----- Records supplied

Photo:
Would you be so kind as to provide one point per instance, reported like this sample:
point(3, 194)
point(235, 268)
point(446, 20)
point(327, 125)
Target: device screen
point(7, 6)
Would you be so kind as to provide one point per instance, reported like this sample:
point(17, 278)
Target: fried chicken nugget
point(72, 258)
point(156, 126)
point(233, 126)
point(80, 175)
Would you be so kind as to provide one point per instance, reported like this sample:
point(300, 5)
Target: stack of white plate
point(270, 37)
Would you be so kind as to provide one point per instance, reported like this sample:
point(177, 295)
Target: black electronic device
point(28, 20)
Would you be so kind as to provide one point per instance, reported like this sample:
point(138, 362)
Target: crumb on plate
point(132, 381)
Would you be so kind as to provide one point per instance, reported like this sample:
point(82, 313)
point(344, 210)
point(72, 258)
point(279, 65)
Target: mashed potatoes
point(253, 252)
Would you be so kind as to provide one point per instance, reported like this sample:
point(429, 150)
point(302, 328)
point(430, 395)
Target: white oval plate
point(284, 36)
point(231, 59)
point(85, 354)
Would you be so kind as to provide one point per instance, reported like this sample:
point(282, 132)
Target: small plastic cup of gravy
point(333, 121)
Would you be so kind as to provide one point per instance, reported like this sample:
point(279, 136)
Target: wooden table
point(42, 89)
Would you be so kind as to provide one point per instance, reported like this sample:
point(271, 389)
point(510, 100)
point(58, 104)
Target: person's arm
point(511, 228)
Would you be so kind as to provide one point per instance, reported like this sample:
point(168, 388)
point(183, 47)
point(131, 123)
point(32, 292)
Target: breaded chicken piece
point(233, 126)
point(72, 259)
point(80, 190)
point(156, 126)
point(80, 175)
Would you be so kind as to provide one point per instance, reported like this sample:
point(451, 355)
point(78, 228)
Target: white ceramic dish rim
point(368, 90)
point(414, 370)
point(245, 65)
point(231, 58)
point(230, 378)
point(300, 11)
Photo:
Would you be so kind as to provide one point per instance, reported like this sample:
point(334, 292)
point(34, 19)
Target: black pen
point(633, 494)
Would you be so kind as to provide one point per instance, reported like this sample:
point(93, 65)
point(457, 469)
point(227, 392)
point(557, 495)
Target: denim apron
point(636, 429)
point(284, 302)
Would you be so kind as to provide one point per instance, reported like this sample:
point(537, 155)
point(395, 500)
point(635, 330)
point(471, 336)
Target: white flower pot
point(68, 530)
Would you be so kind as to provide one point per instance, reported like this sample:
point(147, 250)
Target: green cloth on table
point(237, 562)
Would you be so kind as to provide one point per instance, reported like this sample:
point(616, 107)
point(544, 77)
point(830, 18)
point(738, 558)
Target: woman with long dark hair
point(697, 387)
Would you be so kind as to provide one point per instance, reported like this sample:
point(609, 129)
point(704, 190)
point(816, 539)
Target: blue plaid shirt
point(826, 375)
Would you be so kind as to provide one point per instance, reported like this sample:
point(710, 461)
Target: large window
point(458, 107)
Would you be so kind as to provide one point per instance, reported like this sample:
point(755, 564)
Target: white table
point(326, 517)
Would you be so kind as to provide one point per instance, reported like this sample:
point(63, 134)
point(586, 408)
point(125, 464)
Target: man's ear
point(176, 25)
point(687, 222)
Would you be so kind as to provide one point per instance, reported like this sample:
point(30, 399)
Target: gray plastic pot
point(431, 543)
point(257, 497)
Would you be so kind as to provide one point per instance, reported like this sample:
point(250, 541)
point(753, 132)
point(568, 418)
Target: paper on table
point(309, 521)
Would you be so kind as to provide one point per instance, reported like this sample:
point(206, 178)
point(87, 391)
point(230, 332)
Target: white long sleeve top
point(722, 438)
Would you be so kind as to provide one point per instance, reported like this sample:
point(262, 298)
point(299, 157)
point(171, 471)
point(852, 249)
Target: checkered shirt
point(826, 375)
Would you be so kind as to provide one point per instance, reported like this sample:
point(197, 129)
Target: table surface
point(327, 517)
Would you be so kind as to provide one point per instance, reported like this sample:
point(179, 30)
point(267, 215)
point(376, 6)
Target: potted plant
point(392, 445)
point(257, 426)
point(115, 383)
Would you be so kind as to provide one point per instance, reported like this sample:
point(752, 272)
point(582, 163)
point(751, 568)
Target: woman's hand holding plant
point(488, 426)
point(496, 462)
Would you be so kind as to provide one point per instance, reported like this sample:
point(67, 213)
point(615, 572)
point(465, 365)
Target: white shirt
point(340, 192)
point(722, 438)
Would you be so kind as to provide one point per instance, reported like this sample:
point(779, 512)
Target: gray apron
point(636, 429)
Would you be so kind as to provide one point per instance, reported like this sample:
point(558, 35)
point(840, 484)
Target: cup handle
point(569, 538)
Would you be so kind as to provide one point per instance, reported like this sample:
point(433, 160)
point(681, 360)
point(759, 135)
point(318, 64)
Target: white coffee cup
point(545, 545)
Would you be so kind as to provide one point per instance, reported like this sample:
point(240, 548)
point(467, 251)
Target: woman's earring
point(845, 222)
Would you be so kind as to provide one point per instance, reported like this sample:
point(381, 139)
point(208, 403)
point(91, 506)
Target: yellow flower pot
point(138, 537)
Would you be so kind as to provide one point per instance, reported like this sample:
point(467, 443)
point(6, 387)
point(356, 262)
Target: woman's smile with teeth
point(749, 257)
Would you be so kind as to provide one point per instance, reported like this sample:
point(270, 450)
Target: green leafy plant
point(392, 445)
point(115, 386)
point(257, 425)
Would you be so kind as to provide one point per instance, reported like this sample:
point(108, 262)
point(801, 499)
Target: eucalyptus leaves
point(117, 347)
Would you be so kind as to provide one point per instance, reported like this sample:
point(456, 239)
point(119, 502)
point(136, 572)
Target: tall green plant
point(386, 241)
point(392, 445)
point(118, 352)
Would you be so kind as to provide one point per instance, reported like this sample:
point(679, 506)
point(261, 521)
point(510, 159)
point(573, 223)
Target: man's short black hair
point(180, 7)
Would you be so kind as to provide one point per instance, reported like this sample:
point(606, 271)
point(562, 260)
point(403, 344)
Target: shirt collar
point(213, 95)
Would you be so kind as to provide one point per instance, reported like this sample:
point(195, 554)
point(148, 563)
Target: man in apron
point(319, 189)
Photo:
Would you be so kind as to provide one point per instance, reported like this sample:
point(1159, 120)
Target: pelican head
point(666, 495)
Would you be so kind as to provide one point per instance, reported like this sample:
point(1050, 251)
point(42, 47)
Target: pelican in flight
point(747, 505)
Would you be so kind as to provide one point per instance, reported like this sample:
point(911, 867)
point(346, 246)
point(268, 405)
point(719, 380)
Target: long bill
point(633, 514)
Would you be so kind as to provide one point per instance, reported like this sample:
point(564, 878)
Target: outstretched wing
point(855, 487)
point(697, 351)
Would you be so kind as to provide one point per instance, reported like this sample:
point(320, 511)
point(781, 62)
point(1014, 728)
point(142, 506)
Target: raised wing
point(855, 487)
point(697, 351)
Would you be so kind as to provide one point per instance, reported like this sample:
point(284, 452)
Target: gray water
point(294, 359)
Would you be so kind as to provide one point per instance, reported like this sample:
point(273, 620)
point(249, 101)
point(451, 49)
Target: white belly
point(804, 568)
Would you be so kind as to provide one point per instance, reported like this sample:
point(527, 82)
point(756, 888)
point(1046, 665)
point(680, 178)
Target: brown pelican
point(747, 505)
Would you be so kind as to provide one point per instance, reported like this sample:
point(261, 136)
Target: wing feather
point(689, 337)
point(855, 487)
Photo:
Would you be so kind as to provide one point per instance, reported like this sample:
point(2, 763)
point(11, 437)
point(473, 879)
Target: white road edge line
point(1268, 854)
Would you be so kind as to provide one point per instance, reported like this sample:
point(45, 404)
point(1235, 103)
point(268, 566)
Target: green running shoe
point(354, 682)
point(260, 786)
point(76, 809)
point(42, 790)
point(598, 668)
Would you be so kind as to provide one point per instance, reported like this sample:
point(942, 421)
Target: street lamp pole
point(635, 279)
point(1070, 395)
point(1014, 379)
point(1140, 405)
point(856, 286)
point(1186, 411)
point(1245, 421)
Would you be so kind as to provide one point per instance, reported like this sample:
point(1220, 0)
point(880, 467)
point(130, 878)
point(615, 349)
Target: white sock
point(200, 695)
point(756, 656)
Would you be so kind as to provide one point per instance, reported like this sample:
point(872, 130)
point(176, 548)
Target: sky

----------

### Exercise aim
Using only the listing above, restate exactly the lines from the line containing "point(302, 328)" through the line containing "point(32, 292)", both included.

### Answer space
point(302, 328)
point(430, 395)
Target: white oval plate
point(284, 36)
point(231, 59)
point(85, 354)
Would you be so kind as to provide one point per instance, reported like this sample:
point(282, 132)
Target: small plastic cup of gravy
point(333, 121)
Would you be so kind as to provide one point per instance, reported like this sample:
point(279, 136)
Target: wooden table
point(42, 89)
Would you be so kind as to provide one point per instance, reported like this sample:
point(271, 389)
point(510, 100)
point(58, 104)
Target: person's arm
point(511, 228)
Would you be so kind as to provide one point per instance, reported like this sample:
point(168, 388)
point(183, 47)
point(131, 123)
point(32, 292)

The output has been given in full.